■ **Direction**: Transcribe all the records with complete accuracy.

::: Exercise inputs :::

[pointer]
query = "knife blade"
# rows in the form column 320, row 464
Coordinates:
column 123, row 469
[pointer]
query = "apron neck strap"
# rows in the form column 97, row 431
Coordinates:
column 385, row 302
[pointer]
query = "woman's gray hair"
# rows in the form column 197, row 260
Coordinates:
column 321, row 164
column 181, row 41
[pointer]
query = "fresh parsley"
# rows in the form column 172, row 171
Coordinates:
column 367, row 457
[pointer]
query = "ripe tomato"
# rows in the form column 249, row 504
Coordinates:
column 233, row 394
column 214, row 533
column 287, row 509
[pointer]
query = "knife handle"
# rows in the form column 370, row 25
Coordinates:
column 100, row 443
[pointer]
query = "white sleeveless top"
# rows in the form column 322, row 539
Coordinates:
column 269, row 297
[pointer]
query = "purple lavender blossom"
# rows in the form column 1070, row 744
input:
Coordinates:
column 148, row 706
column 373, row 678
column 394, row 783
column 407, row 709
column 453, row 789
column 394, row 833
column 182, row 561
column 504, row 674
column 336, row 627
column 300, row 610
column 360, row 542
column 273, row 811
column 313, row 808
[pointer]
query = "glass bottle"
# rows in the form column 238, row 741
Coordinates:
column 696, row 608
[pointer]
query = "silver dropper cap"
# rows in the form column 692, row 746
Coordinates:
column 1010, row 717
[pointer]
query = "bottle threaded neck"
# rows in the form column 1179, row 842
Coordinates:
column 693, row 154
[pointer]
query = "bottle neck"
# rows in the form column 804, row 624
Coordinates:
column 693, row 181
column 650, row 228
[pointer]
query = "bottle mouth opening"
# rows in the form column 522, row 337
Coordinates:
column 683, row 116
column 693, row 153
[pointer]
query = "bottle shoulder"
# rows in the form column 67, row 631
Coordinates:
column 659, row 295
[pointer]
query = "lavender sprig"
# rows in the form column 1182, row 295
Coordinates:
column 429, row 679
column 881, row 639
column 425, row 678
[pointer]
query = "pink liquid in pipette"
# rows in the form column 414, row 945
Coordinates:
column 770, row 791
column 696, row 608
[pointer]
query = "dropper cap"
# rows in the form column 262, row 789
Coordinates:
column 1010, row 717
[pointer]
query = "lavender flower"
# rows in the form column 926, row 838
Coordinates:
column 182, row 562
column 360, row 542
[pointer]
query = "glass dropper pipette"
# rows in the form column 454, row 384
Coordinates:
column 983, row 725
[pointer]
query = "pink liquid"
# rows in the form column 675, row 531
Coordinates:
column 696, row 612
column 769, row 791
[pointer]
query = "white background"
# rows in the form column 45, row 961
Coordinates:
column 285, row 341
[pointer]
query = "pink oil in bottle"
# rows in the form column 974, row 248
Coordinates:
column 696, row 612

:::

■ **Answer to the problem**:
[pointer]
query = "knife blade"
# rows in the form column 320, row 464
Coordinates:
column 123, row 469
[pointer]
query = "apron neck strap"
# rows in the form column 97, row 431
Coordinates:
column 385, row 302
[pointer]
query = "woman's gray hair"
# rows in the form column 197, row 260
Coordinates:
column 321, row 164
column 181, row 41
[pointer]
query = "fresh parsley"
# rows in the form column 172, row 171
Coordinates:
column 367, row 457
[pointer]
query = "ripe tomato"
# rows in the form column 249, row 504
Coordinates:
column 233, row 394
column 214, row 533
column 287, row 509
[pointer]
query = "knife handle"
# rows in the form column 370, row 25
Coordinates:
column 100, row 443
[pointer]
query = "white sleeveless top"
# rows in the form column 322, row 539
Coordinates:
column 269, row 297
[pointer]
query = "purple lavender blossom"
# rows in the form column 1070, row 744
input:
Coordinates:
column 148, row 706
column 373, row 678
column 394, row 783
column 407, row 709
column 453, row 789
column 394, row 833
column 182, row 561
column 504, row 674
column 336, row 627
column 300, row 610
column 360, row 542
column 273, row 811
column 313, row 808
[pointer]
query = "glass bottle"
# rows in the form column 238, row 741
Coordinates:
column 696, row 608
[pointer]
query = "silver dropper cap"
# rows in the form column 692, row 746
Coordinates:
column 1010, row 717
[pointer]
query = "bottle threaded neck"
# rows in the form column 1179, row 842
Coordinates:
column 693, row 154
[pointer]
query = "bottle neck"
# rows in the form column 804, row 624
Coordinates:
column 693, row 181
column 650, row 228
[pointer]
query = "bottle mouth opening"
# rows in the form column 522, row 337
Coordinates:
column 683, row 116
column 693, row 153
[pointer]
query = "bottle shoulder"
# rows in the form column 67, row 631
Coordinates:
column 659, row 295
[pointer]
query = "lavender sprig"
# rows in the form column 1182, row 295
Coordinates:
column 429, row 679
column 881, row 639
column 425, row 678
[pointer]
query = "pink liquid in pipette"
# rows in the form column 414, row 945
Coordinates:
column 770, row 791
column 696, row 608
[pointer]
query = "dropper cap"
# rows in the form column 262, row 789
Coordinates:
column 1010, row 717
[pointer]
query = "lavender flower"
# rows in the form column 926, row 838
Coordinates:
column 182, row 562
column 360, row 542
[pointer]
query = "glass dropper pipette"
# rows in the form column 454, row 384
Coordinates:
column 983, row 725
[pointer]
query = "pink liquid"
# rows in the form column 675, row 531
Coordinates:
column 696, row 612
column 769, row 791
[pointer]
query = "white background"
# rows in the form column 45, row 961
Coordinates:
column 285, row 341
[pointer]
query = "pink oil in bottle"
# rows in the form column 974, row 248
Coordinates:
column 696, row 612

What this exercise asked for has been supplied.